┌────────

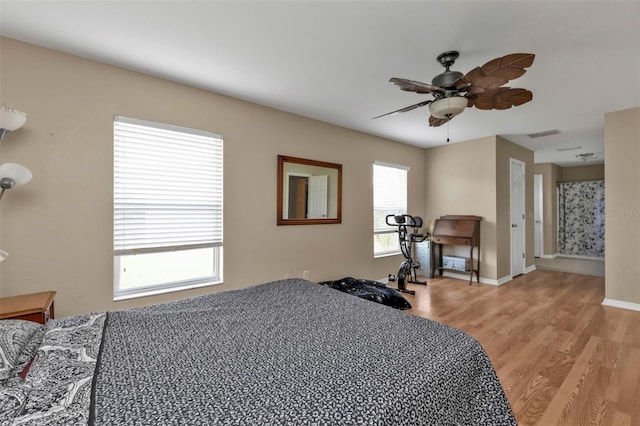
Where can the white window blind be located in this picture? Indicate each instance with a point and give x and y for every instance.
(389, 197)
(167, 187)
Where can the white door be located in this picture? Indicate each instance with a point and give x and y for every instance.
(517, 217)
(538, 228)
(317, 197)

└────────

> _ACTIVITY_
Leave every picture out. Retype the remaining data exactly.

> _EXERCISE RESULT_
Where can the white window blind be located in this picture? Indicate each instance with a point and give x and y for every instance.
(389, 197)
(167, 187)
Where can the white door be located in this picture? Indicate each instance with a point and give x and y for every instance.
(517, 217)
(538, 228)
(317, 197)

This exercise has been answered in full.